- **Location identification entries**
-- -- --

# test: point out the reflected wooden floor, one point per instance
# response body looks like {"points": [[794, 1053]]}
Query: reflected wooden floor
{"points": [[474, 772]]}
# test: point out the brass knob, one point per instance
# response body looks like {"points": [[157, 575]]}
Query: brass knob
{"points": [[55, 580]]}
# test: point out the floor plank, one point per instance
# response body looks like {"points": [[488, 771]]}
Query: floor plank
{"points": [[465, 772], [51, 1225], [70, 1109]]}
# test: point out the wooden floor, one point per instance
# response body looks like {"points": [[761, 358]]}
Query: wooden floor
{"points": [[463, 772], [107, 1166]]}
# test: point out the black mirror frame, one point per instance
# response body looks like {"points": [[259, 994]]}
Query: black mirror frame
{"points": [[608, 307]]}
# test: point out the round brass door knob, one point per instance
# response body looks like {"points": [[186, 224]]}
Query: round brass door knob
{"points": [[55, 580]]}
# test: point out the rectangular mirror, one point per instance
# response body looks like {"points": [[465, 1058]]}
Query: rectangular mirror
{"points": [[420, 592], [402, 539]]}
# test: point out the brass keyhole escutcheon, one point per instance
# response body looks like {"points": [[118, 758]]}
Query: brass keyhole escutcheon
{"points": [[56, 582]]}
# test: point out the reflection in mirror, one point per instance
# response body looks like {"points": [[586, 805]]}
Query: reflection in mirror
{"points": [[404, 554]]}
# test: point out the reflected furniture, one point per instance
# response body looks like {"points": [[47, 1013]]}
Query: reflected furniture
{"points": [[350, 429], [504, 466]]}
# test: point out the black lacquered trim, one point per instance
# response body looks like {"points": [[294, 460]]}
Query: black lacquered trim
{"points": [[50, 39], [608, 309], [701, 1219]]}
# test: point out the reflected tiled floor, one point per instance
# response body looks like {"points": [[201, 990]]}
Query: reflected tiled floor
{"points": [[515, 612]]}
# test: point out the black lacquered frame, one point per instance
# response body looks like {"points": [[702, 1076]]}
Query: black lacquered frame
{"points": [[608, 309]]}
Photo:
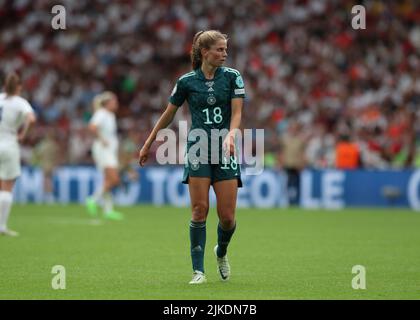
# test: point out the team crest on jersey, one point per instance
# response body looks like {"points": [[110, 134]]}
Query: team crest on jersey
{"points": [[195, 165], [211, 100], [210, 84], [239, 82]]}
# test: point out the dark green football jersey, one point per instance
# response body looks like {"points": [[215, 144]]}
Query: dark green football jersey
{"points": [[209, 100]]}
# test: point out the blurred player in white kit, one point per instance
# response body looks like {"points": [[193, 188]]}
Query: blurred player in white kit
{"points": [[16, 117], [103, 126]]}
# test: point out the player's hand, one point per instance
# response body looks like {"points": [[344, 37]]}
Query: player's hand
{"points": [[229, 144], [143, 155]]}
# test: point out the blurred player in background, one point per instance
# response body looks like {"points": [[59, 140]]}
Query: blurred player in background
{"points": [[127, 158], [215, 96], [48, 156], [15, 113], [103, 126]]}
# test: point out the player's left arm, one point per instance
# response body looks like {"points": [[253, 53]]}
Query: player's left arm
{"points": [[235, 123], [30, 119]]}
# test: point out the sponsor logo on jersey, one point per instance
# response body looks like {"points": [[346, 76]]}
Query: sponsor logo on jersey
{"points": [[239, 82], [211, 100], [195, 165]]}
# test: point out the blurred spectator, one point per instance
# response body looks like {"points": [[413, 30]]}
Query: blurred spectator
{"points": [[293, 159]]}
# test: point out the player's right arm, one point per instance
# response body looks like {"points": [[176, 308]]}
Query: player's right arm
{"points": [[94, 125], [177, 98], [164, 121]]}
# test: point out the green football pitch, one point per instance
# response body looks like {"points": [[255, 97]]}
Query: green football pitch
{"points": [[274, 254]]}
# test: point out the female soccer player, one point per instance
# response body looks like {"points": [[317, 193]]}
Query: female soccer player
{"points": [[15, 113], [103, 126], [215, 97]]}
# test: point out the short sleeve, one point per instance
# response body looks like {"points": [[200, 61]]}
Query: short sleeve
{"points": [[25, 107], [238, 86], [179, 94]]}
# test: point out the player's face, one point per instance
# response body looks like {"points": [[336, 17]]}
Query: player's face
{"points": [[217, 53]]}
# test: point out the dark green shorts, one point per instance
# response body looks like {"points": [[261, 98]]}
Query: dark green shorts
{"points": [[216, 172]]}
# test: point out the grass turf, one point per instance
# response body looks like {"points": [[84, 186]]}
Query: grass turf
{"points": [[275, 254]]}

-- -- --

- **Job**
Reproduce, word for word, every line starting at the line that contains "# test: point out the green" and ending with the final line of the entries.

- **Worked solution**
# test: point out the green football pitch, one point per instance
# response body looks like {"points": [[255, 97]]}
Query: green football pitch
{"points": [[274, 254]]}
# test: point out the female soccer player, one point per instance
# response body looks like {"points": [[317, 193]]}
Query: female soccer player
{"points": [[15, 113], [103, 126], [215, 97]]}
# test: point out the short sleeve, one point per instance
# response body looks like {"points": [[200, 61]]}
Query: short sleeve
{"points": [[25, 107], [238, 86], [179, 94]]}
# test: point out the player's face, one point per instance
# response body looks like {"points": [[336, 17]]}
Query: player's face
{"points": [[217, 53]]}
# test: point out the dark green shorts, one point per instance
# response body looks like {"points": [[261, 98]]}
Query: dark green shorts
{"points": [[216, 172]]}
# test: point out the grass turf, one point per instance
# response body looks like {"points": [[84, 186]]}
Query: grass turf
{"points": [[275, 254]]}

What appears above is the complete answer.